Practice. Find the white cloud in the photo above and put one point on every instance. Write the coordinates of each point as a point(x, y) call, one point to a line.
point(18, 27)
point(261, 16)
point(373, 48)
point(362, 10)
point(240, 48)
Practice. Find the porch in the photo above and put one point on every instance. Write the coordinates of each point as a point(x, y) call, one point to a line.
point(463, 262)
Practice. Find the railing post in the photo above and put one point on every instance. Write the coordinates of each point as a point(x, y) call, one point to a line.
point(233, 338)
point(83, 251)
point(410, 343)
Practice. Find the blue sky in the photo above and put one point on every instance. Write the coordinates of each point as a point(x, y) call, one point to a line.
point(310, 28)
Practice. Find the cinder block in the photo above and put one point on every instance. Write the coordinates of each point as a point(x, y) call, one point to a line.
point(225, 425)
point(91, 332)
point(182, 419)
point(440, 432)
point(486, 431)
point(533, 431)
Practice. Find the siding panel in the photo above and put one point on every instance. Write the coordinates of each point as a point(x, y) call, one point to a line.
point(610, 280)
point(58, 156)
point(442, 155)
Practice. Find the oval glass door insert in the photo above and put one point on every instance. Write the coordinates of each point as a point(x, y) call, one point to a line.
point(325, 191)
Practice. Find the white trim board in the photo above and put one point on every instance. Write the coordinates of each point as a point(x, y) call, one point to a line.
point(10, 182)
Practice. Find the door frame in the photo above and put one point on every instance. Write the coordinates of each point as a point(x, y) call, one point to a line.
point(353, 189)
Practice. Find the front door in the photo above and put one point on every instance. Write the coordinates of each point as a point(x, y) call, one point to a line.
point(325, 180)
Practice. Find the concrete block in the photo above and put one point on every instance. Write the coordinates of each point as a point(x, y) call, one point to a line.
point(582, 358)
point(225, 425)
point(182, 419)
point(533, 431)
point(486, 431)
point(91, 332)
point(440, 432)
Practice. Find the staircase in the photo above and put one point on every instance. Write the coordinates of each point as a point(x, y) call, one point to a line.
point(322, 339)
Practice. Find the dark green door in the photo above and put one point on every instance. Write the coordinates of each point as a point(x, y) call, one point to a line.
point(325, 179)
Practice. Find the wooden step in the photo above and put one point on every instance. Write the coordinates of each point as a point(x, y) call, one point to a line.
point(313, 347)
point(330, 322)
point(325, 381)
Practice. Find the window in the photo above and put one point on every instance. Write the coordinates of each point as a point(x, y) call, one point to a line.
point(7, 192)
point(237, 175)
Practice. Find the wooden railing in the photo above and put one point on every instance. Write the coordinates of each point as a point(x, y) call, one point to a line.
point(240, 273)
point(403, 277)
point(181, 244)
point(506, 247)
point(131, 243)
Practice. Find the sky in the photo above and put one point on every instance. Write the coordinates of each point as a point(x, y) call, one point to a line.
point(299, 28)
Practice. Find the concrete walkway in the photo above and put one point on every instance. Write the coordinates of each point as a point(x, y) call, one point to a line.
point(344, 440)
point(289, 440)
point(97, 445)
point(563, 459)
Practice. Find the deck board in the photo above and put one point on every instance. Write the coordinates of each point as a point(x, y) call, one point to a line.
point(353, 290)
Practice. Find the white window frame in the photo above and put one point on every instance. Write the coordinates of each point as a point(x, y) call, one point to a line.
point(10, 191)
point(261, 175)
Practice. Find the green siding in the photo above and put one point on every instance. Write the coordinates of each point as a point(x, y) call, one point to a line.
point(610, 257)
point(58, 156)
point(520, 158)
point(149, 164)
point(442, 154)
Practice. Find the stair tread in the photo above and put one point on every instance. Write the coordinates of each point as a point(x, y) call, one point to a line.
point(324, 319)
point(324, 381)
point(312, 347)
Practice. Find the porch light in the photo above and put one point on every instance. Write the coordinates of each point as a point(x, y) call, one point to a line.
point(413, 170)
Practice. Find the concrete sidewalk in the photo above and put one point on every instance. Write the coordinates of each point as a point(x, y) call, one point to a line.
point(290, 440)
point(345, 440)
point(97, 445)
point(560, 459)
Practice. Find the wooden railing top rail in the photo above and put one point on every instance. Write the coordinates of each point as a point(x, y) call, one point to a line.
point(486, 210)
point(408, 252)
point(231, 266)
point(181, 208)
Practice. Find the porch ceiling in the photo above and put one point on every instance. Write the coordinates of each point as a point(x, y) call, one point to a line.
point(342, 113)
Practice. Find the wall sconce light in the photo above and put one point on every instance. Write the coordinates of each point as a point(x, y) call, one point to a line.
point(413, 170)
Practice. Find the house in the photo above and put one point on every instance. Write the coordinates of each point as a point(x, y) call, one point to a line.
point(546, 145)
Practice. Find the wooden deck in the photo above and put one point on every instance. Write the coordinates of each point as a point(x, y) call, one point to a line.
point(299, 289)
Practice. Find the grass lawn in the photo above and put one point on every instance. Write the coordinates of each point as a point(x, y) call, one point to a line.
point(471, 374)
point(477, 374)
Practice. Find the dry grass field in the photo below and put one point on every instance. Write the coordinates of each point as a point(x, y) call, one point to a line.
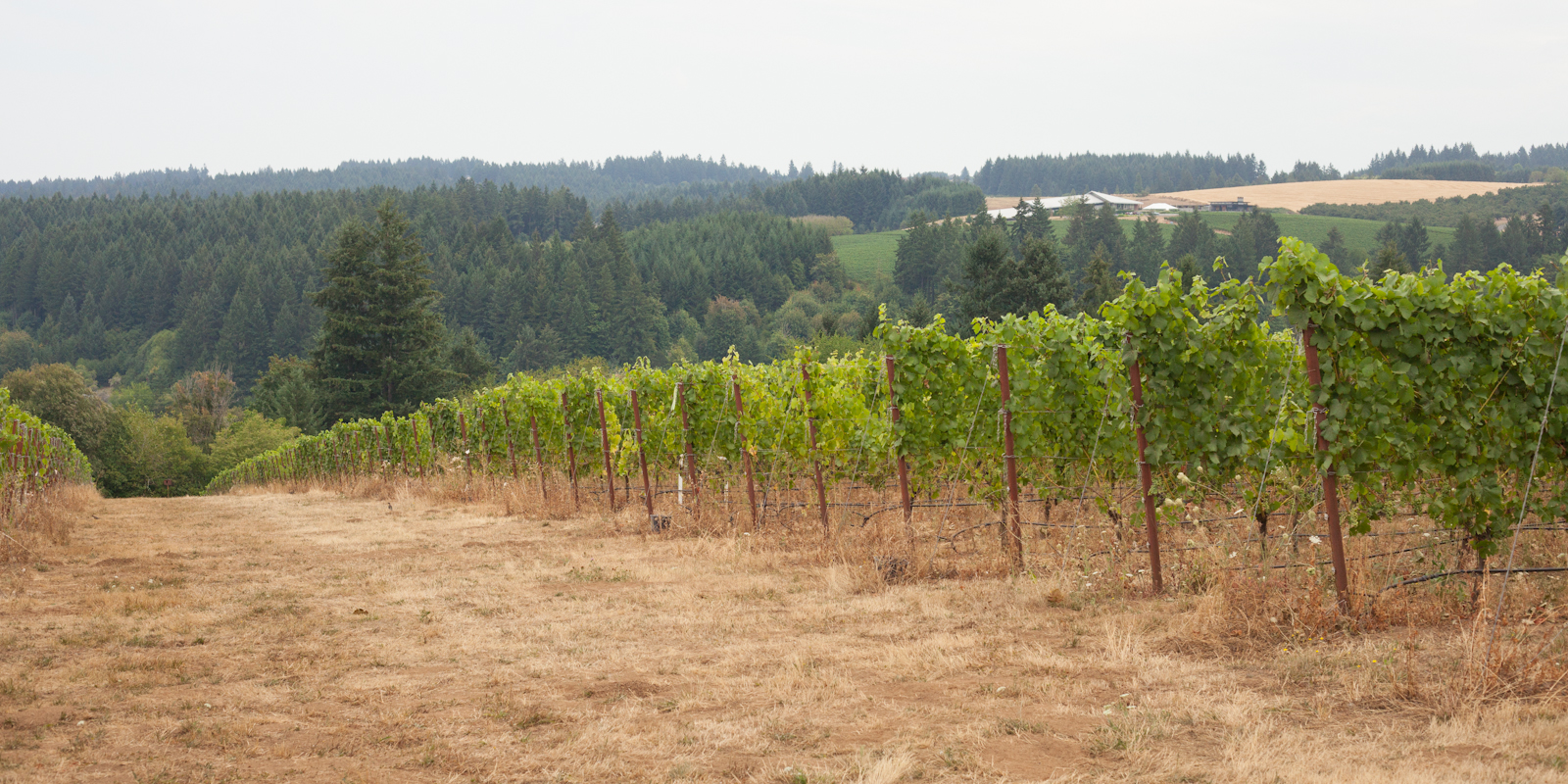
point(1298, 195)
point(388, 635)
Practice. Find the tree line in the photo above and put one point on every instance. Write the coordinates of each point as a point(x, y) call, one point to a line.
point(618, 177)
point(1501, 204)
point(1123, 172)
point(990, 267)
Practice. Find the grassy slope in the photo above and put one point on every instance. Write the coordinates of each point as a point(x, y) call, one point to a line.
point(866, 256)
point(1360, 235)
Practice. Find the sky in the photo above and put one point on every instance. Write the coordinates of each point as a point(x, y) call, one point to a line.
point(101, 88)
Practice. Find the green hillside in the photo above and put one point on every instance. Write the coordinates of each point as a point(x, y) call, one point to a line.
point(866, 256)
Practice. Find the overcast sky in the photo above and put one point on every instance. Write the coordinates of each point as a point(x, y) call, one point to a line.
point(102, 88)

Short problem | Retype the entire listing above line for line, without changing anything, and leave out the images.

Exercise answer |
Practice. Find the white cloud in the photo above and put one point on every instance. Write the coordinates of each point as a point(x, y) call, one point to a line.
point(18, 27)
point(261, 16)
point(373, 48)
point(362, 10)
point(240, 48)
Practice. Find the porch in the photo above and put one point on every instance. Write the coordinates of each point as a point(x, y) call, one point to a line.
point(463, 262)
Practice. Find the railing post in the photo above and put one point on every instance. Write the coordinates of each point as a point(x, y) call, one point to a line.
point(233, 338)
point(83, 251)
point(410, 343)
Practice. Find the blue sky in the photo above and put one point on every instance. Write the coordinates of each point as a point(x, y) call, one point to a line.
point(310, 28)
Practice. Find the cinder block in the photo above and put one point on every instance. Write the coordinates of each point as a point(x, y) call, one point to a line.
point(225, 425)
point(91, 332)
point(182, 419)
point(440, 432)
point(486, 431)
point(533, 431)
Practice. Find the siding panel in the photo above and put one point on every instance. Write the coordinates of each point as a point(x, y) call, one point to a line.
point(610, 280)
point(58, 156)
point(442, 155)
Practice. Find the oval glass door insert in the photo above and put one point on every instance. Write the coordinates of each point as a point(x, y) call, one point to a line.
point(325, 191)
Practice. Find the white trim board in the photo above and put one point on every instance. Write the coordinates of each point as a point(x, y) call, one point to a line.
point(10, 182)
Practice. Find the door frame in the photo above and put one point on every instance. Write the coordinates of each point as a point(x, y) call, one point to a line.
point(353, 189)
Practice. Find the front door in the photo above and put one point on every instance. Write the coordinates of each point as a point(x, y) call, one point to a line.
point(325, 180)
Practice. Find the concrete block in the photo above and put one point on every instance. Write the coordinates of each point as a point(x, y) call, one point to a line.
point(582, 358)
point(225, 425)
point(182, 419)
point(533, 431)
point(486, 431)
point(91, 332)
point(440, 432)
Practice. Find the staircase in the photo above and put one point on every instance. Write the coordinates of each point as a point(x, y) call, one point to a line.
point(322, 339)
Practice. Find the dark green door in the photo above and put one point on every instance. Write the coordinates of each point as a point(x, y) call, one point to a line.
point(325, 179)
Practice. Find the wooden step in the photo above and put one point on every instance. Write the coordinates of each point as a point(x, y) call, one point to a line.
point(313, 347)
point(330, 322)
point(325, 381)
Practice. Find the window in the photo above and put one point on every instance. Write the coordinates of each point as a point(x, y) call, one point to a line.
point(7, 192)
point(237, 175)
Practice. Find the wooden railing in the photo above and put one point on every instance. Write the coordinates of each point as a point(x, y) call, one point to a line.
point(240, 273)
point(403, 277)
point(181, 244)
point(506, 247)
point(131, 243)
Practice. Find the sky in the photo above and put one point on every instance. Write the coordinates of each point as a point(x, y) call, one point to a line.
point(299, 28)
Practice. Find the concrete walkway in the photo above and put one point on every instance. Write the coordinates of each point as a point(x, y) call, one point to a line.
point(344, 440)
point(289, 440)
point(97, 445)
point(563, 459)
Practice. Find the deck board in the photo above and put one point on every instance. Write the coordinates of each point as a point(x, y) call, one point to a line.
point(353, 290)
Practice. Find the white window frame in the photo above and put one point on every instance. Write the coordinates of each point as a point(x, y) call, one point to a line.
point(10, 191)
point(261, 175)
Practice. Find the green siding in the photo above and put one point on every instance. Write the coordinates of each point as a point(x, y) call, one point to a line.
point(610, 257)
point(58, 156)
point(520, 158)
point(149, 164)
point(442, 154)
Practice. Find the stair tread in the photo above and put one point on every instance. Write the coordinates of each point as a point(x, y) call, one point to a line.
point(324, 319)
point(324, 381)
point(312, 347)
Practice. Find the porch light in the photo above and put one point on every instance. Write the coordinates of each point as a point(x, y) call, one point to a line.
point(413, 170)
Practice. Find the concrete sidewalk in the photo above and put one point on every instance. Write the coordinates of each point as a point(x, y) call, one point to a line.
point(290, 440)
point(345, 440)
point(97, 445)
point(560, 459)
Practice. Find the wooden railing top rail in the photo above and put one point on every instance. Write the coordinates of each point as a point(x, y) call, one point to a line.
point(486, 210)
point(408, 252)
point(231, 266)
point(181, 208)
Practice. Find the porch ceiling in the photo above and put one point on every instance. Write the coordinates of each point as a point(x, y) call, one point to a line.
point(342, 113)
Practice. Find the wall sconce light in the photo above and put one point on every instance. Write the coordinates of each point as a point(x, y) call, one point to a line.
point(413, 170)
Practice. Find the house in the photo above and put one point on every instance. Write the coordinates of each point as a point(x, y) call, one point to a line.
point(546, 145)
Practice. Find the wooden deck in the photo above and put one point on every instance. Write the coordinates of each point as a point(x, y) call, one point to a line.
point(299, 289)
Practice. Find the grass lawn in the photo above and put one point on every instance. Write the coordinates of each point as a point(x, y) call, one point to a line.
point(471, 374)
point(477, 374)
Practice. Find the dry grass field in the photo below and put one point on every instance. Write the coordinates of each point as a point(x, y) call, one point to a line.
point(1298, 195)
point(388, 635)
Practice. Find the tree line in the photo above and put one point on every instance. Write the coordinates of each point as a point(x, y) call, one point to a line.
point(618, 177)
point(1501, 204)
point(1123, 172)
point(990, 267)
Practice. Find the grassy slope in the photo above and put one point on every instance. Write the coordinates of each point as a point(x, y) call, one point to a line.
point(866, 256)
point(1360, 235)
Practice. Find the sky in the photo above and put one point on every instance. Write the coordinates of each point as a point(x, y) call, one point to a line.
point(101, 88)
Practice. Find the green hillside in the photo above and put one point on every instance. Write the coordinates of each point as a point(x, y) call, one point to a line.
point(866, 256)
Practice. Find the overcast sky in the photo above and put one point on every instance. Write the coordinates of each point as a point(x, y) call, one point to a line.
point(102, 88)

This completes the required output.